■ **Selected passage**

++++++++++++++++++++

Git Product home page Git Product logo

Comments (7)

jszwedko avatar jszwedko commented on September 28, 2024

Thanks for filing this @csongpaxos . Normally there is another ERROR level log before the "service call failed" logs that indicates the error that is not being retried. It sounds like you aren't seeing that though?

from vector.

csongpaxos avatar csongpaxos commented on September 28, 2024

Hi @jszwedko, no we have tried the "debug" and "trace" log levels, enabling internal metrics / internal logs, and tweaking buffering/batching settings, but haven't been able to get any additional errors indicating the "real" error. Just stuck now with how to proceed / further debug without anything to work with

Not sure if you have seen this before with the splunk sink specifically when log volume is high?

from vector.

metalbreeze avatar metalbreeze commented on September 28, 2024

I have same error on nginx log->vector->vector->clickhouse
but other Scenarios are good

  1. nginx log->vector->vector centor-> output.file1,
  2. nginx log->vector-> output.file2.
  3. nginx log->vector->clickhouse
    PS: output.file1 and output.file2 are matched.

here is error msg:

2024-04-21T03:33:37.216528Z ERROR sink{component_kind="sink" component_id=clickhouse_2 component_type=clickhouse}:request{request_id=1}: vector::sinks::util::retries: Not retriable; dropping the request. reason="response status: 404 Not Found" internal_log_rate_limit=true
2024-04-21T03:33:37.216581Z ERROR sink{component_kind="sink" component_id=clickhouse_2 component_type=clickhouse}:request{request_id=1}: vector_common::internal_event::service: Service call failed. No retries or retries exhausted. error=None request_id=1 error_type="request_failed" stage="sending" internal_log_rate_limit=true
2024-04-21T03:33:37.216609Z ERROR sink{component_kind="sink" component_id=clickhouse_2 component_type=clickhouse}:request{request_id=1}: vector_common::internal_event::component_events_dropped: Events dropped intentional=false count=1 reason="Service call failed. No retries or retries exhausted." internal_log_rate_limit=true

here is the vector1 and vector2 config

data_dir: "/var/lib/vector"

api:
  enabled: true
  address: "0.0.0.0:8686"

sources:
  nginx_logs:
    type: "file"
    include:
      - "/var/log/nginx/*.log" # supports globbing
    ignore_older_secs: 86400     # 1 day

transforms:
  nginx_parser:
    inputs:
      - "nginx_logs"
    type: "remap"
    source: |
      .message=parse_nginx_log!(.message,"combined")
      .body=.message
  vc_parser:
    inputs:
      - nginx_parser
    type: "remap"
    source: |
      .body.src="vc"
  ck_parser:
    inputs:
      - nginx_parser
    type: "remap"
    source: |
      .body.src="ck"
  file_parser:
    inputs:
      - nginx_parser
    type: "remap"
    source: |
      .body.src="file"

++++++++++++++++++++

■ **Written problem 1**
Answer these questions about the Vector error thread:
(a) Which two log levels did csongpaxos say were tried?
(b) What reason does the first ERROR line in the posted error message give for dropping the request?
(c) In the posted config, what value does vc_parser assign to .body.src?

[Segmentation annotation records]
++++++++++++++++++++

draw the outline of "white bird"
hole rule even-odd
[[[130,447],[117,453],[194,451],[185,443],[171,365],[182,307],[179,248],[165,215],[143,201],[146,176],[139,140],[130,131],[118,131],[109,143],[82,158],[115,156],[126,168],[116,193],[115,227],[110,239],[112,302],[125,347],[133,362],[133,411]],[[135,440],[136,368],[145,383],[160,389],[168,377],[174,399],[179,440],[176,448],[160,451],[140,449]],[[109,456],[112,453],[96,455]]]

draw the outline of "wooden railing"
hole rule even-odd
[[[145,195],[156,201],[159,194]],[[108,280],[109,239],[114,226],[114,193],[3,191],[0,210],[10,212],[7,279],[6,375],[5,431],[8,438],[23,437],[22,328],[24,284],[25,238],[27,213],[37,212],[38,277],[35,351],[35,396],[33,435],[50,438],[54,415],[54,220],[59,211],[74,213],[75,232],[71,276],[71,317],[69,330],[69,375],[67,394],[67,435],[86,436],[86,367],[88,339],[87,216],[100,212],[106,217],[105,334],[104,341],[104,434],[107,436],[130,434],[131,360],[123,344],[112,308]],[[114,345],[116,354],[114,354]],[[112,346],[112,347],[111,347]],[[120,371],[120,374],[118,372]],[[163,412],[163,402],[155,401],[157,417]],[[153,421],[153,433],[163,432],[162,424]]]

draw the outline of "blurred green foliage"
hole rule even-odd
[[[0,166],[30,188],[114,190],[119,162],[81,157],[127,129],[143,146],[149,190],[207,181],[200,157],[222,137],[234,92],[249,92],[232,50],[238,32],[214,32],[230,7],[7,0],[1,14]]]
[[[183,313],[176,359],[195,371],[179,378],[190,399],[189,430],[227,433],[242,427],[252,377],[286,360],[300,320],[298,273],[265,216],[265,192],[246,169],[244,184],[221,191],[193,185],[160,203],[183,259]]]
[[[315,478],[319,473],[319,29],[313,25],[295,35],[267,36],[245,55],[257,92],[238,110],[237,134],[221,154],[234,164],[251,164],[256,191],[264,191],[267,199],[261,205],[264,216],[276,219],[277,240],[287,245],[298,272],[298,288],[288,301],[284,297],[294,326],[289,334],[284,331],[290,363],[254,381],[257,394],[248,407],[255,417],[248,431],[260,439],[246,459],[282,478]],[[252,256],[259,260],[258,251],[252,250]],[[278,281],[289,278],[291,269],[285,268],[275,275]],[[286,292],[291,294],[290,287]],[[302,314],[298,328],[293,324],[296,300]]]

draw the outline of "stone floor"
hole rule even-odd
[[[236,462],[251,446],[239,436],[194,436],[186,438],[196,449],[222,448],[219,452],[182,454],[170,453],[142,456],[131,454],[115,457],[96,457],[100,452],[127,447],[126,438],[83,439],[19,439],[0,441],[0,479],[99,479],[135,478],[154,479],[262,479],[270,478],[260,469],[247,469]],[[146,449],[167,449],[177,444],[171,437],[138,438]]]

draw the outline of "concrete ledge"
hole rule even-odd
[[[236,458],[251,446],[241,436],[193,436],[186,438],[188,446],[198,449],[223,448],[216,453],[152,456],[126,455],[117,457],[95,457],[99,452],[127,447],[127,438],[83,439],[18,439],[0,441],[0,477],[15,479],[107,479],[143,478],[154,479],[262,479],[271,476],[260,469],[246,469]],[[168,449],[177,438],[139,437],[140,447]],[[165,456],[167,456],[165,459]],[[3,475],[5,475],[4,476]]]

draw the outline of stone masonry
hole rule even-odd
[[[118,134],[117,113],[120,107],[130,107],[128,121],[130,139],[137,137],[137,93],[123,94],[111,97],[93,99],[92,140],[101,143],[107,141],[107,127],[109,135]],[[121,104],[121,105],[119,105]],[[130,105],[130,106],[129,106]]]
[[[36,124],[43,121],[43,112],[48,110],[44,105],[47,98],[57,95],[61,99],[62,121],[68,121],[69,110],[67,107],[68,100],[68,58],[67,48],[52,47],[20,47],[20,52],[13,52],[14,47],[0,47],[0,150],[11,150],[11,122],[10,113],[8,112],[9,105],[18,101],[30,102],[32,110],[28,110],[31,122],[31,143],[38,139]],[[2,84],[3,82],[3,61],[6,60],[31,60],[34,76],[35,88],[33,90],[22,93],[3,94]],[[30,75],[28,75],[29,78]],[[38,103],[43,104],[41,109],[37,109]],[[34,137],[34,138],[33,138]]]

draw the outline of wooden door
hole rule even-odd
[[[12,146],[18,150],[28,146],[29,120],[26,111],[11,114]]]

++++++++++++++++++++

■ **Written problem 2**
In the listing, copy out the lines from the one holding "draw the outline of wooden door" through the end of the listing, inclusive, with nothing changed.

■ **Written solution 1**
(a) "debug" and "trace"
(b) "response status: 404 Not Found"
(c) "vc"

■ **Written solution 2**
draw the outline of wooden door
hole rule even-odd
[[[12,146],[18,150],[28,146],[29,120],[26,111],[11,114]]]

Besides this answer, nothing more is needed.